§ **STATED GOAL**: Repeat, word for word, the line with "of the tree" and each one after it to the end. No picture goes into the copy.

§ **SUPPLIED INFORMATION**:
■ ■ ■ ■ ■

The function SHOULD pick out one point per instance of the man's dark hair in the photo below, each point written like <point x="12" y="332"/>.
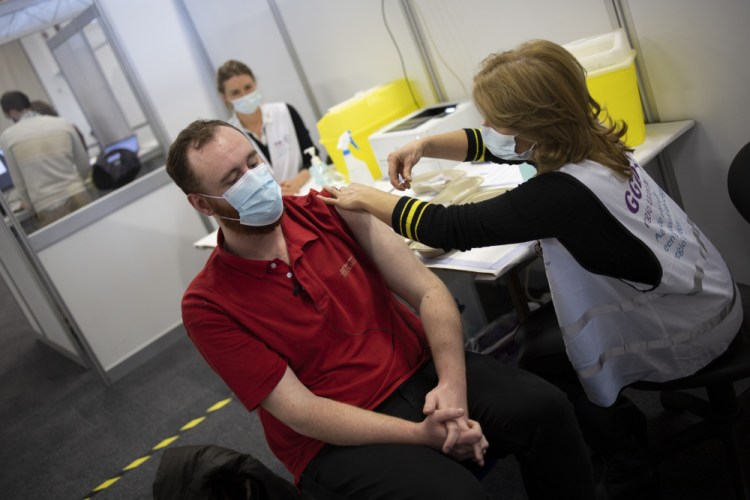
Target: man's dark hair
<point x="194" y="136"/>
<point x="14" y="100"/>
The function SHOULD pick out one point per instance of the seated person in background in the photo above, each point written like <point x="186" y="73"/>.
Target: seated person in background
<point x="275" y="128"/>
<point x="296" y="310"/>
<point x="44" y="108"/>
<point x="639" y="291"/>
<point x="46" y="159"/>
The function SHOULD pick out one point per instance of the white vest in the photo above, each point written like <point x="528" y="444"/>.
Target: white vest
<point x="619" y="332"/>
<point x="283" y="146"/>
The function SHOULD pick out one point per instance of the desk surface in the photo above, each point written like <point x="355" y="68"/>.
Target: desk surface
<point x="491" y="262"/>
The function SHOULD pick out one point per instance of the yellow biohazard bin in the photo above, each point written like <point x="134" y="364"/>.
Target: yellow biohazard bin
<point x="363" y="114"/>
<point x="610" y="68"/>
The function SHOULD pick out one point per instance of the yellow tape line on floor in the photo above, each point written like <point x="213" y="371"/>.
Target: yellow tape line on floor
<point x="162" y="444"/>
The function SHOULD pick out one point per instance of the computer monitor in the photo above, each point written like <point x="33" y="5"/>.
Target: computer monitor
<point x="6" y="183"/>
<point x="130" y="142"/>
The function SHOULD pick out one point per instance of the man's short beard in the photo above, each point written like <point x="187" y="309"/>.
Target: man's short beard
<point x="228" y="213"/>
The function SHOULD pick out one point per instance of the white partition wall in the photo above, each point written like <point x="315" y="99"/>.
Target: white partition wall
<point x="122" y="277"/>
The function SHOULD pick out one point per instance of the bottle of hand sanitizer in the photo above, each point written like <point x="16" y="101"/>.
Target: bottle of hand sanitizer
<point x="357" y="170"/>
<point x="316" y="167"/>
<point x="322" y="173"/>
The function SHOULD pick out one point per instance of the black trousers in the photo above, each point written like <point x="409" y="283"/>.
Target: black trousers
<point x="520" y="414"/>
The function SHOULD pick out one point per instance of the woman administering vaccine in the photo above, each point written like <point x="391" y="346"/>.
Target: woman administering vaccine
<point x="276" y="129"/>
<point x="638" y="290"/>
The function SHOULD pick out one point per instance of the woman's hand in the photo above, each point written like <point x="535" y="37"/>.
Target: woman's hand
<point x="352" y="197"/>
<point x="359" y="197"/>
<point x="402" y="161"/>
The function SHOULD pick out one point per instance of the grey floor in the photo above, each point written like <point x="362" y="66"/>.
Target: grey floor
<point x="63" y="433"/>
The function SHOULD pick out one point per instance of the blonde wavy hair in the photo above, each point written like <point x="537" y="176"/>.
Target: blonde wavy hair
<point x="539" y="91"/>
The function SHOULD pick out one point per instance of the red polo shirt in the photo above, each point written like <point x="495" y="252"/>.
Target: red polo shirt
<point x="329" y="317"/>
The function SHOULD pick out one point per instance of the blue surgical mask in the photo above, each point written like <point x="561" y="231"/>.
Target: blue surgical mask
<point x="502" y="145"/>
<point x="246" y="105"/>
<point x="256" y="196"/>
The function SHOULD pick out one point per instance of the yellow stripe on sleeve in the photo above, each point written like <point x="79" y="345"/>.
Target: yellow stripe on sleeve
<point x="422" y="207"/>
<point x="410" y="210"/>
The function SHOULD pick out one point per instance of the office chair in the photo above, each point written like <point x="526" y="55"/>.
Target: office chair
<point x="723" y="415"/>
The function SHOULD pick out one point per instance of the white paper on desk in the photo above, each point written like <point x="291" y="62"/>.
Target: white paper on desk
<point x="488" y="260"/>
<point x="494" y="174"/>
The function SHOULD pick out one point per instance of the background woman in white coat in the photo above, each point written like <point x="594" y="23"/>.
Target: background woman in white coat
<point x="276" y="129"/>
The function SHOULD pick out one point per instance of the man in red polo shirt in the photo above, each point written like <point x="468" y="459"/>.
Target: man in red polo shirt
<point x="297" y="311"/>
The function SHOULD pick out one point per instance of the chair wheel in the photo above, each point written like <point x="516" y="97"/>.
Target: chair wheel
<point x="670" y="401"/>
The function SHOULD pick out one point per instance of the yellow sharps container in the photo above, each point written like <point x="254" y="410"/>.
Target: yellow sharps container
<point x="610" y="76"/>
<point x="364" y="114"/>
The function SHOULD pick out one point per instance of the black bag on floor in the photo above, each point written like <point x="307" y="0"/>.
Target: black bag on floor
<point x="115" y="169"/>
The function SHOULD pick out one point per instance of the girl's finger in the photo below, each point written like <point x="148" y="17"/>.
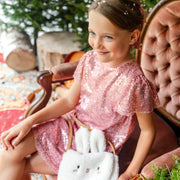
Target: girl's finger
<point x="18" y="139"/>
<point x="3" y="135"/>
<point x="9" y="138"/>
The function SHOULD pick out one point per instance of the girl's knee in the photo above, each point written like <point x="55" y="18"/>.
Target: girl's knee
<point x="11" y="156"/>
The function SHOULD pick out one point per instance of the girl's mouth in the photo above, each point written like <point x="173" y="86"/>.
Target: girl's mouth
<point x="101" y="52"/>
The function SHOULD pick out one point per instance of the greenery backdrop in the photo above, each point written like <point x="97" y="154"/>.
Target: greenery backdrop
<point x="45" y="15"/>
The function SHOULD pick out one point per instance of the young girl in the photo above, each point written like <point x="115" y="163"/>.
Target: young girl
<point x="110" y="93"/>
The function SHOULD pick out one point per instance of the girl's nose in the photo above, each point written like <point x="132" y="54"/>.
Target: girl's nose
<point x="97" y="43"/>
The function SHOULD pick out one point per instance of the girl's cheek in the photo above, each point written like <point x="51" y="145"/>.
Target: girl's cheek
<point x="90" y="42"/>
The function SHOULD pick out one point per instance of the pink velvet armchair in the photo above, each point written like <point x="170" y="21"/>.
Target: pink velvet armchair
<point x="159" y="58"/>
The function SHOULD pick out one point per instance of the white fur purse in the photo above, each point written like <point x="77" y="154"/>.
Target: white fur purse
<point x="90" y="161"/>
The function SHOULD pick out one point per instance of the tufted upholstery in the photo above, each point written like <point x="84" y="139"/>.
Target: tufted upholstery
<point x="160" y="55"/>
<point x="159" y="58"/>
<point x="160" y="61"/>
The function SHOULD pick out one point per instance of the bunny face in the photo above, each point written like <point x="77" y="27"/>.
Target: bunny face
<point x="97" y="166"/>
<point x="82" y="165"/>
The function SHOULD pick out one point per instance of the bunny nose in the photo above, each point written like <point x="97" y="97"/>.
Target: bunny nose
<point x="87" y="170"/>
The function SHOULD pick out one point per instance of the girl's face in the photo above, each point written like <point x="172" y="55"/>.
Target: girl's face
<point x="111" y="43"/>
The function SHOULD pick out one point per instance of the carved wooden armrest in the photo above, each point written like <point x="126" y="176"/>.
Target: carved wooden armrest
<point x="45" y="78"/>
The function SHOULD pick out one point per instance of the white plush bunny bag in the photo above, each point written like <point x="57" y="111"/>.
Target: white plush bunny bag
<point x="90" y="161"/>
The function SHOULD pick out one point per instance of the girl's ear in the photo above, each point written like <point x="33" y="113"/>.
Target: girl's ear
<point x="134" y="37"/>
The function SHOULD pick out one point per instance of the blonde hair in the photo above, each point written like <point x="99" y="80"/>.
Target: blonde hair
<point x="126" y="14"/>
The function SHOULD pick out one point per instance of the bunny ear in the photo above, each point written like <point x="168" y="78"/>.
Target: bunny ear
<point x="82" y="140"/>
<point x="97" y="141"/>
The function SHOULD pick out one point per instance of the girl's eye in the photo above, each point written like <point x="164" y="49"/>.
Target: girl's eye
<point x="91" y="33"/>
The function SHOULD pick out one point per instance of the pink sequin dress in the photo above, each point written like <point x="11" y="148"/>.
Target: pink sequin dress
<point x="109" y="99"/>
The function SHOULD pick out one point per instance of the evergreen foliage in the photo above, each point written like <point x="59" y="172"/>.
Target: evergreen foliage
<point x="167" y="174"/>
<point x="64" y="15"/>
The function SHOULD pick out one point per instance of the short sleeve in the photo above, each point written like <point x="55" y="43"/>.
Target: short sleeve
<point x="78" y="74"/>
<point x="141" y="97"/>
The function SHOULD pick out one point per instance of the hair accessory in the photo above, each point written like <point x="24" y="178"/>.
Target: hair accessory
<point x="100" y="2"/>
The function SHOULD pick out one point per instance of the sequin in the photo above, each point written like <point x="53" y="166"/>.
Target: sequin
<point x="109" y="99"/>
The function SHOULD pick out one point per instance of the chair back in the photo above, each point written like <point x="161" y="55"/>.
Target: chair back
<point x="159" y="56"/>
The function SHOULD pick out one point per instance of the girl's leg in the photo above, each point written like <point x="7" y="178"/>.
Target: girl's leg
<point x="13" y="162"/>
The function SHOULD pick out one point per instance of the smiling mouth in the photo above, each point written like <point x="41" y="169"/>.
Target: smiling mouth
<point x="101" y="52"/>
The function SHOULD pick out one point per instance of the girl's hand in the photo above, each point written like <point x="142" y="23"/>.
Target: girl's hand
<point x="14" y="135"/>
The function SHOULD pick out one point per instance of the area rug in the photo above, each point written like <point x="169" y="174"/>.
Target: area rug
<point x="14" y="90"/>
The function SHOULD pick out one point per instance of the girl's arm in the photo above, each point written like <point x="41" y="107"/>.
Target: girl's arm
<point x="144" y="144"/>
<point x="14" y="136"/>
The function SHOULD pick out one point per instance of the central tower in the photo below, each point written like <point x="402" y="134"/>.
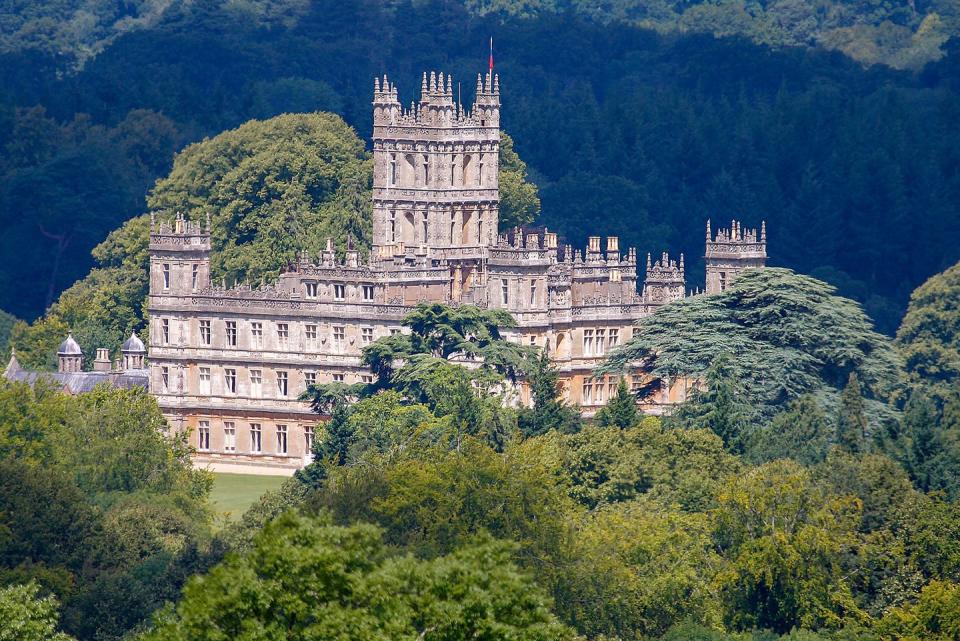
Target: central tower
<point x="435" y="171"/>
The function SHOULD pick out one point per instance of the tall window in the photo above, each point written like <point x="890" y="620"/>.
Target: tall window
<point x="203" y="436"/>
<point x="310" y="331"/>
<point x="256" y="438"/>
<point x="308" y="439"/>
<point x="205" y="380"/>
<point x="230" y="380"/>
<point x="205" y="332"/>
<point x="229" y="437"/>
<point x="281" y="439"/>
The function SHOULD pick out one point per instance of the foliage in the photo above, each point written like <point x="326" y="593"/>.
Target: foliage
<point x="786" y="335"/>
<point x="621" y="410"/>
<point x="25" y="616"/>
<point x="548" y="412"/>
<point x="304" y="579"/>
<point x="100" y="507"/>
<point x="929" y="336"/>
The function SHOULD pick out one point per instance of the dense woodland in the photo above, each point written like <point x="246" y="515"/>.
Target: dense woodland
<point x="644" y="133"/>
<point x="809" y="491"/>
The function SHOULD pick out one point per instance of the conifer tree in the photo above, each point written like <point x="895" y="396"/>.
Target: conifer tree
<point x="852" y="421"/>
<point x="621" y="410"/>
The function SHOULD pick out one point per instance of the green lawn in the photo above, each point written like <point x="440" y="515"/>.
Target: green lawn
<point x="232" y="494"/>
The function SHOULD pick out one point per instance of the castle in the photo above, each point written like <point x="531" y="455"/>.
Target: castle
<point x="228" y="364"/>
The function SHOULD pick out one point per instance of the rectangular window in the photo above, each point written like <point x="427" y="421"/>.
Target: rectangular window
<point x="203" y="436"/>
<point x="230" y="380"/>
<point x="256" y="383"/>
<point x="205" y="380"/>
<point x="229" y="437"/>
<point x="308" y="439"/>
<point x="256" y="438"/>
<point x="281" y="439"/>
<point x="205" y="332"/>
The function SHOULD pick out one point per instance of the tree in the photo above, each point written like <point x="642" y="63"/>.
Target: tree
<point x="785" y="335"/>
<point x="719" y="406"/>
<point x="929" y="335"/>
<point x="25" y="616"/>
<point x="852" y="418"/>
<point x="621" y="410"/>
<point x="801" y="432"/>
<point x="305" y="579"/>
<point x="549" y="412"/>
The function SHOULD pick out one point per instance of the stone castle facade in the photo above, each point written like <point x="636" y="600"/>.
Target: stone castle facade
<point x="228" y="364"/>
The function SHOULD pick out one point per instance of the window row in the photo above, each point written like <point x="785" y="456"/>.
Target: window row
<point x="280" y="335"/>
<point x="253" y="383"/>
<point x="277" y="440"/>
<point x="337" y="291"/>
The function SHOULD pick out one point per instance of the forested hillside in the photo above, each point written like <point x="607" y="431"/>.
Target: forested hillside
<point x="645" y="134"/>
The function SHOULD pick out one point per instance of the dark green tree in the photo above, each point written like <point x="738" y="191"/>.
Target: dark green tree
<point x="549" y="412"/>
<point x="852" y="418"/>
<point x="621" y="410"/>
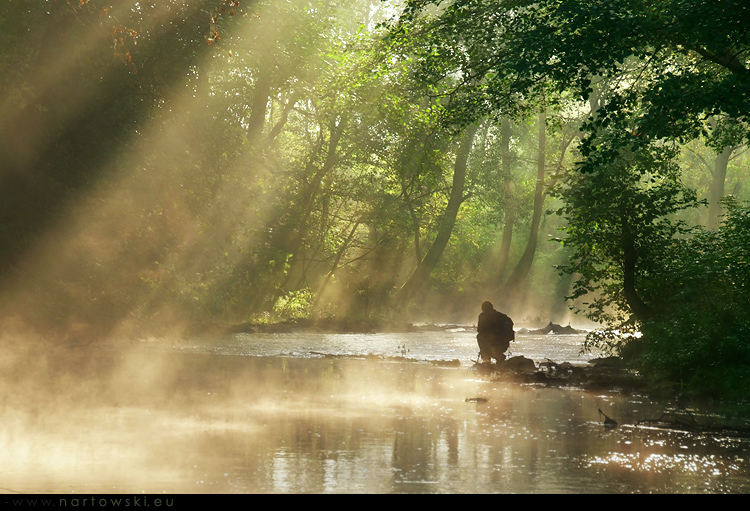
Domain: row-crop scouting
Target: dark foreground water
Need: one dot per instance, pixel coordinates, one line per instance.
(212, 418)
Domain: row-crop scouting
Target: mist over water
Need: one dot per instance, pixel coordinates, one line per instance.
(247, 415)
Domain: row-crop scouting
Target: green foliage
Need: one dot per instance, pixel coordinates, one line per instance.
(621, 230)
(700, 336)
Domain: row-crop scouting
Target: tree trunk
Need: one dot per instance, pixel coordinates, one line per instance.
(510, 216)
(716, 192)
(523, 267)
(432, 257)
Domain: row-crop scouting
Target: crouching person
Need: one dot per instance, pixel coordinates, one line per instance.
(494, 333)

■ ■ ■ ■ ■

§ **THE RESULT**:
The function SHOULD pick out one point per instance of the tree in the photo above, each point written like <point x="642" y="63"/>.
Target: tree
<point x="785" y="335"/>
<point x="719" y="406"/>
<point x="929" y="335"/>
<point x="25" y="616"/>
<point x="852" y="418"/>
<point x="621" y="410"/>
<point x="801" y="432"/>
<point x="305" y="579"/>
<point x="549" y="412"/>
The function SHOULD pick out one point per instance of the stone castle facade in the photo above, each point written like <point x="636" y="600"/>.
Target: stone castle facade
<point x="228" y="364"/>
The function SHOULD pick out one point per instance of the window row in the photo above, each point written like <point x="785" y="456"/>.
Target: window row
<point x="280" y="335"/>
<point x="253" y="383"/>
<point x="277" y="440"/>
<point x="337" y="291"/>
The function SHOULD pick out one point per instance of the forested hillside in the photo above, each point written like <point x="607" y="431"/>.
Target: forested hillside
<point x="645" y="134"/>
The function SHOULD pick out one point per instance of the dark green tree in the photo above, each point written like <point x="738" y="191"/>.
Target: dark green tree
<point x="549" y="412"/>
<point x="852" y="418"/>
<point x="621" y="410"/>
Domain: row-crop scouting
Target: dark foreground water
Need: one dot per instance, pixel coordinates, one line per instance.
(212, 418)
Domain: row-crop scouting
Target: mist over water
Need: one dot per instance, pixel coordinates, one line per instance.
(247, 415)
Domain: row-crop scouting
Target: green foliage
Need: one dot per instance, pixel coordinates, one line per instance.
(621, 230)
(700, 336)
Domain: row-crop scouting
Target: tree trunk
Need: one dot per instance, pixel coordinates, one line per instance.
(510, 216)
(716, 192)
(523, 267)
(432, 257)
Domain: row-crop scouting
Target: crouching person
Need: one dot per instance, pixel coordinates, one line per instance.
(494, 333)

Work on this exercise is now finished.